### Seçilen metin

Sevgili nefis – 5

‘NEFSİNİZE ZULMETMEYİN’ ne demektir?

Nefis Allah’ın (c.c) düşmanı olduğuna göre,
Nefsimize zulmetmek gerekmez mi?

Nefis kendinden aşağıda olanları duyularla,
Kendinden yukarıda olanları delil / bürhan ile öğrenir.
Duyu ile duygunun buluştuğu merkez, nefistir.
Soyut ve somut arasında bir tür bağlantı noktasıdır.
Bedensiz bir nefis hesap veremez,
Nefissiz bir ruh da tekamül edemez.
Biz âleme nasıl bakarsak, âlem bize kendisini o şekilde gösterir.
Evren insanın bakışına göre şekillenir.
Nefiste öyle bir potansiyel var ki,
İyiye kullanılırsa varlığın tüm seviyelerine erişebilir.
Her türlü hayat mertebesini tadabilir.
İblis olmadan nefis kendisini ifade edemez.

### Sağlanan veriler
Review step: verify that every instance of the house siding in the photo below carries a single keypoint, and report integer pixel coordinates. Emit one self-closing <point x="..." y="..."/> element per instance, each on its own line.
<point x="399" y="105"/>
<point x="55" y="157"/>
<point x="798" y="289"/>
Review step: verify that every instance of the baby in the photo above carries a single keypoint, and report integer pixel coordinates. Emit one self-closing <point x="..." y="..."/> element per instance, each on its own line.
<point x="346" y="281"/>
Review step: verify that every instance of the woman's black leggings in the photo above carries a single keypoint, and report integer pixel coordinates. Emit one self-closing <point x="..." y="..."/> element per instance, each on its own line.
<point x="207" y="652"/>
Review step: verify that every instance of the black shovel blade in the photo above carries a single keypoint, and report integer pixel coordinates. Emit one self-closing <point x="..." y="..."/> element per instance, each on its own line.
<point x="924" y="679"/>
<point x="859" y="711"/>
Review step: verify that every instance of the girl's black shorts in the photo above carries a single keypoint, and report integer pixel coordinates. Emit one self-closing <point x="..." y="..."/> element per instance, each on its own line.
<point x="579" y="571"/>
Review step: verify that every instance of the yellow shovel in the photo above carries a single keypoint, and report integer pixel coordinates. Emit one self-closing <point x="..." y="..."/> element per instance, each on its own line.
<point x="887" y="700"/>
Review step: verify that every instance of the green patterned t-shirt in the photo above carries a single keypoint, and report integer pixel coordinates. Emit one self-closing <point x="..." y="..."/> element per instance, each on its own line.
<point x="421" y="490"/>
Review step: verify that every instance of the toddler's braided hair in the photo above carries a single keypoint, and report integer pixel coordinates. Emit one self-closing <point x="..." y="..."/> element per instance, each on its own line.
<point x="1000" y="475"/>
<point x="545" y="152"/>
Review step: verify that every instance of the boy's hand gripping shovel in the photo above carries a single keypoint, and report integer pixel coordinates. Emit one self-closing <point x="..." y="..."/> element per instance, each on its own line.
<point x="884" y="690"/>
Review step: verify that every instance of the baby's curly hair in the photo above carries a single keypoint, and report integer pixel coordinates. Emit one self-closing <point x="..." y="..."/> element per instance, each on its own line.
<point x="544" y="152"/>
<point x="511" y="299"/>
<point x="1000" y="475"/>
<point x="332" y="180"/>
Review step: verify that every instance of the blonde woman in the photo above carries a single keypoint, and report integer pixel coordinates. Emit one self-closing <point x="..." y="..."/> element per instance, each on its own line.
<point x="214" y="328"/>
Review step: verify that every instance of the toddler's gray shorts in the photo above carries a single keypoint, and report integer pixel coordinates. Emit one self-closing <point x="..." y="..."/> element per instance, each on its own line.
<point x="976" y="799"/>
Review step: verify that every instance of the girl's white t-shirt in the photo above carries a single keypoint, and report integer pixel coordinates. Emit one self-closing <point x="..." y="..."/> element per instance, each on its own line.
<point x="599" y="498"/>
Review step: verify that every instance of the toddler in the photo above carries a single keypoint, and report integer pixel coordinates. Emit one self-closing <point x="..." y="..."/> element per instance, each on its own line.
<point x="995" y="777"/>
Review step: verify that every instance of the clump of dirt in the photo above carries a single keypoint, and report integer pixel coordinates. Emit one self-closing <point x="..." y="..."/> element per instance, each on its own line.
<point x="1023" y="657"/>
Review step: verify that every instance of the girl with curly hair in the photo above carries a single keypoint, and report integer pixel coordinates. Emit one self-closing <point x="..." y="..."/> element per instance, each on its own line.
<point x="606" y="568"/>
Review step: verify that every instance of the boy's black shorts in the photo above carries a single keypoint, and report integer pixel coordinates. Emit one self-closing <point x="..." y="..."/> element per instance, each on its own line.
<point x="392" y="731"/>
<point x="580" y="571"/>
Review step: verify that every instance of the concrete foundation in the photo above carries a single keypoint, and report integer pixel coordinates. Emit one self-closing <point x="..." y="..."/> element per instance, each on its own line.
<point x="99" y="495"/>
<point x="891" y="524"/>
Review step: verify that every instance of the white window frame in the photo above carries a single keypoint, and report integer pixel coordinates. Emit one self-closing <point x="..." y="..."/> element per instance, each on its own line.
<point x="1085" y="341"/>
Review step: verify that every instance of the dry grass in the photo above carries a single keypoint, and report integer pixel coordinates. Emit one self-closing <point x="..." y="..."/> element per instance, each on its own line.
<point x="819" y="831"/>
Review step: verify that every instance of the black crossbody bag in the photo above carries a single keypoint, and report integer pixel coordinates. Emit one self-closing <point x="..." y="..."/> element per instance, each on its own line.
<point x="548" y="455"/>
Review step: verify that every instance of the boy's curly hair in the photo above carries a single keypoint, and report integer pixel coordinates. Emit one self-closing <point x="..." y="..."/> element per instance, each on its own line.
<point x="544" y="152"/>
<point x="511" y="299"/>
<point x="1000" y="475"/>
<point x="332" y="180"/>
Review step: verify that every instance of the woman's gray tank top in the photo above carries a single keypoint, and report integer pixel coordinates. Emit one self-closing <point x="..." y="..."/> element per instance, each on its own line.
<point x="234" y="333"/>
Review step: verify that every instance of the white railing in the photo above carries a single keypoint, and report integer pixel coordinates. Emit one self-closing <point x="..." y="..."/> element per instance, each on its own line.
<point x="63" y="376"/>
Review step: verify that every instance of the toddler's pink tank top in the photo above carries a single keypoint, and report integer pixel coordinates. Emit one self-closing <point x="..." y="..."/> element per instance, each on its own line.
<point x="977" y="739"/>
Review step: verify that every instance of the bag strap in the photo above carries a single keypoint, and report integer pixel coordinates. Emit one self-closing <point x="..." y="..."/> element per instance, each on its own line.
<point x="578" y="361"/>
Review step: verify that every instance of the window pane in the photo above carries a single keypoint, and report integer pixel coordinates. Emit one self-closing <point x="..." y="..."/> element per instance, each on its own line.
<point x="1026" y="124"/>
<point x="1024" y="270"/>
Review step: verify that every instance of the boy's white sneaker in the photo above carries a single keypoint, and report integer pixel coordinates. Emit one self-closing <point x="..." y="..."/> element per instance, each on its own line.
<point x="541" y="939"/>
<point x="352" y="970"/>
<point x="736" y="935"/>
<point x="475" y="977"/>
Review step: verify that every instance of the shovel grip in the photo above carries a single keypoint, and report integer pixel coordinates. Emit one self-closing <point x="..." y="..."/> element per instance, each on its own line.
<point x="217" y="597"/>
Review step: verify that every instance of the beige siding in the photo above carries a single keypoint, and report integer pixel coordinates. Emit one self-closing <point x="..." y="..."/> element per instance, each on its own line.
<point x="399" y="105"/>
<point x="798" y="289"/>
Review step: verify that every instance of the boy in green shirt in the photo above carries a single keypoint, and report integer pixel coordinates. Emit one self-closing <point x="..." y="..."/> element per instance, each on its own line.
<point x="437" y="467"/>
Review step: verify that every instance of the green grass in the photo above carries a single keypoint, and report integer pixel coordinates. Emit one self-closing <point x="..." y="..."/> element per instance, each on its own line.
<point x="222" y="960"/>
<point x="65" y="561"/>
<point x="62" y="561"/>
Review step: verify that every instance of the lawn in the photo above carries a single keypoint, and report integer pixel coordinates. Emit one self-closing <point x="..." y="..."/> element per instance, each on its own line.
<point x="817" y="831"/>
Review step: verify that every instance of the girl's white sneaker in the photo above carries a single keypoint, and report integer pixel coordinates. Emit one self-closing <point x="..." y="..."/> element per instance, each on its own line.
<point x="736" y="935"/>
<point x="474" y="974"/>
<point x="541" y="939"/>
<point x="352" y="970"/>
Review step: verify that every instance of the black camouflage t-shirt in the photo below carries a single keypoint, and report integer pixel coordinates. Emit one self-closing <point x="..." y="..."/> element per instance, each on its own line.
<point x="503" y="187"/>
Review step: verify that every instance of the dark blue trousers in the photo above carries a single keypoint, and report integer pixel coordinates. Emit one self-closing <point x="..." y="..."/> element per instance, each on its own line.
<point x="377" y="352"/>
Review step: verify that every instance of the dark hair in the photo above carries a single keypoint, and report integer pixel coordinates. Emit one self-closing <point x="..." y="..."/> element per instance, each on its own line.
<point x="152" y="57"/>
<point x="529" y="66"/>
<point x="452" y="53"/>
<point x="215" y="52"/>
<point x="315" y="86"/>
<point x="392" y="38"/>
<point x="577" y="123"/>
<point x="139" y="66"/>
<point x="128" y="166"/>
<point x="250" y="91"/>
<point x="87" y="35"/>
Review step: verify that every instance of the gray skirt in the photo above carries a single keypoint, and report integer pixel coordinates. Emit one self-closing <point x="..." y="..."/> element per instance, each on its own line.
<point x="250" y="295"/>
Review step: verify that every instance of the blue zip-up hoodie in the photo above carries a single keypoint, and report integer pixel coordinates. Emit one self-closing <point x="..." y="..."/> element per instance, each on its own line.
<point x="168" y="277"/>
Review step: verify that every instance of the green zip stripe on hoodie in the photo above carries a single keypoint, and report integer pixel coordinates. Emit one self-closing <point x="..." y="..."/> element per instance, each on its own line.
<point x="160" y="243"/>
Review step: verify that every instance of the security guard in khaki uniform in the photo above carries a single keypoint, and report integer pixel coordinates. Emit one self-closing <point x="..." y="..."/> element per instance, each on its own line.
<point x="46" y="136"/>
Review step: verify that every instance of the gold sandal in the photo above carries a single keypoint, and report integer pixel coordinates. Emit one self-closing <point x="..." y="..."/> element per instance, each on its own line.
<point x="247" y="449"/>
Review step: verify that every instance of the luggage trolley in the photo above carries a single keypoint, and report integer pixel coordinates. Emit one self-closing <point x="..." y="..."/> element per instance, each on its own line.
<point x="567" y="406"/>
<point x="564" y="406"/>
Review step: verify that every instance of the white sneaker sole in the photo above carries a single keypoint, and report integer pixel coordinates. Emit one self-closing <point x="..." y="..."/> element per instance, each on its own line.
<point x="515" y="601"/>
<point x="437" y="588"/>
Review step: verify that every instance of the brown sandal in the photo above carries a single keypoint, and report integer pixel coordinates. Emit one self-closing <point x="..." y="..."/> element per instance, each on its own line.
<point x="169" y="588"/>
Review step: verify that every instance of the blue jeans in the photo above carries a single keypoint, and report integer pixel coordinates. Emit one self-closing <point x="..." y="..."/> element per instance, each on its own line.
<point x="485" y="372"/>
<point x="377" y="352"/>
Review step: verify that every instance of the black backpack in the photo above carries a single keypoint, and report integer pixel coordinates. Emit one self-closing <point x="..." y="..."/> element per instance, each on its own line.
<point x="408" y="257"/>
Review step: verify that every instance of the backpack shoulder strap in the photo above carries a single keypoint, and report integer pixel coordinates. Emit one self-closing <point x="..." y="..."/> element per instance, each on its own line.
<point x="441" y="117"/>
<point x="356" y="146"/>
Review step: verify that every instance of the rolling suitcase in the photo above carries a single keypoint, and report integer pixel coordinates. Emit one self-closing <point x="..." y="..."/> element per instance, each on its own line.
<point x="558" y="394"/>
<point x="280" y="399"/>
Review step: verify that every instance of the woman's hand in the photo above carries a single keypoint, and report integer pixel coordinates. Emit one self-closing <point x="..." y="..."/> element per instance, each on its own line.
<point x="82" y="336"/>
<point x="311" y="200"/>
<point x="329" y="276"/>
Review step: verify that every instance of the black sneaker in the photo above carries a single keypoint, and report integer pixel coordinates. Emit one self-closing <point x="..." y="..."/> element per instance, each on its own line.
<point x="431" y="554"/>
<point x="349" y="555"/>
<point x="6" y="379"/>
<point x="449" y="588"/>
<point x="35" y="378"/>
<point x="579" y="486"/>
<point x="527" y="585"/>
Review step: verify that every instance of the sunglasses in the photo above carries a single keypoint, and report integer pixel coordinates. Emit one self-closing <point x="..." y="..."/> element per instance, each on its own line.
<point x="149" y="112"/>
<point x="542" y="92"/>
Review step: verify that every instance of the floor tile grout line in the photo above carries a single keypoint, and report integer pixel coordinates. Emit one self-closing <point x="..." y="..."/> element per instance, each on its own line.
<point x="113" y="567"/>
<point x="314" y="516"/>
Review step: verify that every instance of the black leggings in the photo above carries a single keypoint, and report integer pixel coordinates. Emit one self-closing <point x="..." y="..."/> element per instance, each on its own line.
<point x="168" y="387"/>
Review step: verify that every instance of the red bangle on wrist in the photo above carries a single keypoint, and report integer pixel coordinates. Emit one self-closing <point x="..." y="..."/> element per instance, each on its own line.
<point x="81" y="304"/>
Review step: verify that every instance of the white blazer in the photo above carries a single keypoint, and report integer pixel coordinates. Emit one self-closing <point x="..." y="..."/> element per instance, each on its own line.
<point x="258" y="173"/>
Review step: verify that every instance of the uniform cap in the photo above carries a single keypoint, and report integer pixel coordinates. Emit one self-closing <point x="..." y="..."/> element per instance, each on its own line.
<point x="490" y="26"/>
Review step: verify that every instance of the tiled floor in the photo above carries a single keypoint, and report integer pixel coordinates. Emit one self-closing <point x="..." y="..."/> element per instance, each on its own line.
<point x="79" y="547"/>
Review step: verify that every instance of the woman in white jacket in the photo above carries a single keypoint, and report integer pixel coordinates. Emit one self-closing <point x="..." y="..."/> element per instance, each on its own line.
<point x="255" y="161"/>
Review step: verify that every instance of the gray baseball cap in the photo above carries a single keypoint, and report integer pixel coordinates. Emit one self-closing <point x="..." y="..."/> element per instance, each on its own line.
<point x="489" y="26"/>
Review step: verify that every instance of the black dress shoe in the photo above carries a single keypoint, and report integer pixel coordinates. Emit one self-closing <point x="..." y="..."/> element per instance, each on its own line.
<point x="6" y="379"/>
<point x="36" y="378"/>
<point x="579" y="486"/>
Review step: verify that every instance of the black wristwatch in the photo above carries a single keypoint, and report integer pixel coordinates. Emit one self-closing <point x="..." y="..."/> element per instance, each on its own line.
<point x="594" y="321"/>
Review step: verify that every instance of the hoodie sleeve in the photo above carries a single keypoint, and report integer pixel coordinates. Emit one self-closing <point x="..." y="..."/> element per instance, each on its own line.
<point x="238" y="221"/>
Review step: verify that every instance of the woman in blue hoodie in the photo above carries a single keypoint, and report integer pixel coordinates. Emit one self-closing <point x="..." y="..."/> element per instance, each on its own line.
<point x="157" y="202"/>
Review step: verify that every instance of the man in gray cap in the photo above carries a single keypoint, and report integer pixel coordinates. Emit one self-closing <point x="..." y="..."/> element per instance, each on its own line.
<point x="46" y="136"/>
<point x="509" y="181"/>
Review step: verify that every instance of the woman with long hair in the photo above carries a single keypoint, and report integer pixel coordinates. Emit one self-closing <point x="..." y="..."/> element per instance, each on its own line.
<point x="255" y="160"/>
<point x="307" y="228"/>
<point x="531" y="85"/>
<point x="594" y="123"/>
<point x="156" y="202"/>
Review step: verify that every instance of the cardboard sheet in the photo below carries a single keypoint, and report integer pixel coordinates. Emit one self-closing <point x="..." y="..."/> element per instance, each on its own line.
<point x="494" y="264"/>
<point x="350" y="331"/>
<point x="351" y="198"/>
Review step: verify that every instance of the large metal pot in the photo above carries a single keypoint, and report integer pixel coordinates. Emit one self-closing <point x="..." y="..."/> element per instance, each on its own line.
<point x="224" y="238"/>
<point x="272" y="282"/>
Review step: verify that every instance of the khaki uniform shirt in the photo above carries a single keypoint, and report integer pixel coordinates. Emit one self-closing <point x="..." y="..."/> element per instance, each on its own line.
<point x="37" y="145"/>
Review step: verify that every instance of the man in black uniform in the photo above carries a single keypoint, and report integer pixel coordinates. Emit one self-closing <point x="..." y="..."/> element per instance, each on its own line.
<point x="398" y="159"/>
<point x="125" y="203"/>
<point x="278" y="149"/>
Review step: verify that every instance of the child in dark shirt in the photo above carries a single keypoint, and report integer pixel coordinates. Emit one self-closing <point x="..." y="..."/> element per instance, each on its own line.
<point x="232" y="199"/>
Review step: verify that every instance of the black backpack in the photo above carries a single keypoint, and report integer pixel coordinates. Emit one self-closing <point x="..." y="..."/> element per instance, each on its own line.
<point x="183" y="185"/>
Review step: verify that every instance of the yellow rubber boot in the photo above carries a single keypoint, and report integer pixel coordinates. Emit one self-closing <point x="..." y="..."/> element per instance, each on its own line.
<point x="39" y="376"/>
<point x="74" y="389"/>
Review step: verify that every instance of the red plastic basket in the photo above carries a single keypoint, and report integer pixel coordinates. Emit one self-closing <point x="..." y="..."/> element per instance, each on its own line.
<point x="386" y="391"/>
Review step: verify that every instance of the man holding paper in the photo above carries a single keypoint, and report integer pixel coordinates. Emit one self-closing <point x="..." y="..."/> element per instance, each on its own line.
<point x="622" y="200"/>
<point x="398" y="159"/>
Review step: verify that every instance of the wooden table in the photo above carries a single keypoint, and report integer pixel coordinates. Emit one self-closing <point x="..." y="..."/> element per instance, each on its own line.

### Alıştırmalar
• A. Nefis üzerine metne göre nefis, kendinden yukarıda olanları neyle öğrenir?
• B. Nefis üzerine metnin "Nefiste öyle bir" sözleriyle başlayıp "kendisini ifade edemez." sözlerine kadar süren kısmını kelimesi kelimesine yazın.

### Görev cevapları
• A. Delil / bürhan ile öğrenir.

• B.
Nefiste öyle bir potansiyel var ki,
İyiye kullanılırsa varlığın tüm seviyelerine erişebilir.
Her türlü hayat mertebesini tadabilir.
İblis olmadan nefis kendisini ifade edemez.